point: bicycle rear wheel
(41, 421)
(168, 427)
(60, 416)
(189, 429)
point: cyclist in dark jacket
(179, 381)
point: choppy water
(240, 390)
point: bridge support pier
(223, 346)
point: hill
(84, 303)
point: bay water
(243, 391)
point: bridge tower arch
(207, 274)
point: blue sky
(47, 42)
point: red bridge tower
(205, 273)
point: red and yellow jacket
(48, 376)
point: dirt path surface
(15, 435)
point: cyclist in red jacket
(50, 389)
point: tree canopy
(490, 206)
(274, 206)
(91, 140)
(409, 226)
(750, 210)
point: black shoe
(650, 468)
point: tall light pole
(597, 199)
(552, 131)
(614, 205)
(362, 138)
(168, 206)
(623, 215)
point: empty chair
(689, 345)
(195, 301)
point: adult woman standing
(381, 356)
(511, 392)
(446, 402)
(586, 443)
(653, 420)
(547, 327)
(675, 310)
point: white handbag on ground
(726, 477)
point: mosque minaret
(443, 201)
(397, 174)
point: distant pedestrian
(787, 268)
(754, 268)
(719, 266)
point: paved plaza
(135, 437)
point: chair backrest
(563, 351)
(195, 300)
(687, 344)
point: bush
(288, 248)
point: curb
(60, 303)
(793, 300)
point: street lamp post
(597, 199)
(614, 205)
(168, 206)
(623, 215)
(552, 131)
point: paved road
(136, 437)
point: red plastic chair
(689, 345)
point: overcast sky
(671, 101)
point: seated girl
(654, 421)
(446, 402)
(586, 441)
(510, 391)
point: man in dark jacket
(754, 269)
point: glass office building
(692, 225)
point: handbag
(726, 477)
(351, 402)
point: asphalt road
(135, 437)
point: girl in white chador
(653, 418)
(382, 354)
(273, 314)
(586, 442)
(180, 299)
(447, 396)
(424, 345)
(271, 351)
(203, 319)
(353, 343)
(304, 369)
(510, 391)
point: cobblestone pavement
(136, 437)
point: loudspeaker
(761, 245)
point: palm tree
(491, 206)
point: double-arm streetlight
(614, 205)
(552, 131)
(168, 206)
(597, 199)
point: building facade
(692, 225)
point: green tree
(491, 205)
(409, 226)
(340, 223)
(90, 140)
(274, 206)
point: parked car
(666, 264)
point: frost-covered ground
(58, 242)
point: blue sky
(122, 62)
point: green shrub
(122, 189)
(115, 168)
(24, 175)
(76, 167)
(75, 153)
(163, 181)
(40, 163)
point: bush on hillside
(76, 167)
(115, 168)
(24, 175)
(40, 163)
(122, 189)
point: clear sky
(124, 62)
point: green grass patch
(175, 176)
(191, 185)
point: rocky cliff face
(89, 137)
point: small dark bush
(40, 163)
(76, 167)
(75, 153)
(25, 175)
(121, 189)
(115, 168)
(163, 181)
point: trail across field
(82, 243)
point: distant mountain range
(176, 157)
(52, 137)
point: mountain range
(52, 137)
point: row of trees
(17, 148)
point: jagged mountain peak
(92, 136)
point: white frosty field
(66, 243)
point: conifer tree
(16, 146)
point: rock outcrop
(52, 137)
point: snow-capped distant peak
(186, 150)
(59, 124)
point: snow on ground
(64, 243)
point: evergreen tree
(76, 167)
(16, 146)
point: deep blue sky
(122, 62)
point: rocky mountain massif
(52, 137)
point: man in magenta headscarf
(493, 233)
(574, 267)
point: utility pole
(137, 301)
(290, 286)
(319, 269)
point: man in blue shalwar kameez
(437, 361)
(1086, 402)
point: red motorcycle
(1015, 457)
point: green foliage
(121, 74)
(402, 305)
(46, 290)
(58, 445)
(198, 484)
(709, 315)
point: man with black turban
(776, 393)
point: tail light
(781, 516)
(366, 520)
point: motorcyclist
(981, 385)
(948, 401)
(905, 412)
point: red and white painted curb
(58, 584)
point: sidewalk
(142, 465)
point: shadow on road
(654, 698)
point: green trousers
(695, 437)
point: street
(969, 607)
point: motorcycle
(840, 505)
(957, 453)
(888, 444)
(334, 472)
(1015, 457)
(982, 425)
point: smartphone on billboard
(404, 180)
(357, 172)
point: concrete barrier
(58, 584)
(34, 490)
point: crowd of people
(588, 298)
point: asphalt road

· · · ·

■ **Problem details**
Rewrite the part of the items that begins with the line containing "point: snow-capped distant peak" and runs through the end of the items, with both ends included. Keep every request line, and multiply each coordinate in the answers by 1.95, rounding to the nearest whole number with halves rounded up.

■ **Written answer**
point: snow-capped distant peak
(363, 293)
(115, 242)
point: snow on ground
(125, 474)
point: evergreen tree
(148, 326)
(31, 285)
point: deep blue sky
(238, 121)
point: rocky mountain massif
(101, 267)
point: man in magenta headscarf
(961, 454)
(1119, 521)
point: utility pole
(267, 587)
(566, 558)
(622, 525)
point: man in blue shalwar kameez
(852, 704)
(2118, 784)
point: red motorcycle
(1979, 891)
point: green foliage
(236, 144)
(784, 595)
(90, 566)
(113, 868)
(386, 944)
(1383, 614)
point: man with black turban
(1513, 766)
point: tail light
(1523, 1006)
(714, 1014)
point: motorcyclist
(1913, 751)
(1849, 782)
(1765, 803)
point: red and white painted curb
(113, 1139)
point: sidewalk
(277, 907)
point: shadow on road
(1275, 1361)
point: green trousers
(1355, 852)
point: street
(1890, 1184)
point: motorcycle
(1638, 985)
(1866, 883)
(1732, 866)
(651, 920)
(1979, 891)
(1915, 829)
point: smartphone on billboard
(788, 351)
(696, 335)
point: concrete barrier
(113, 1139)
(66, 956)
point: crowd of people
(1147, 581)
point: asphalt road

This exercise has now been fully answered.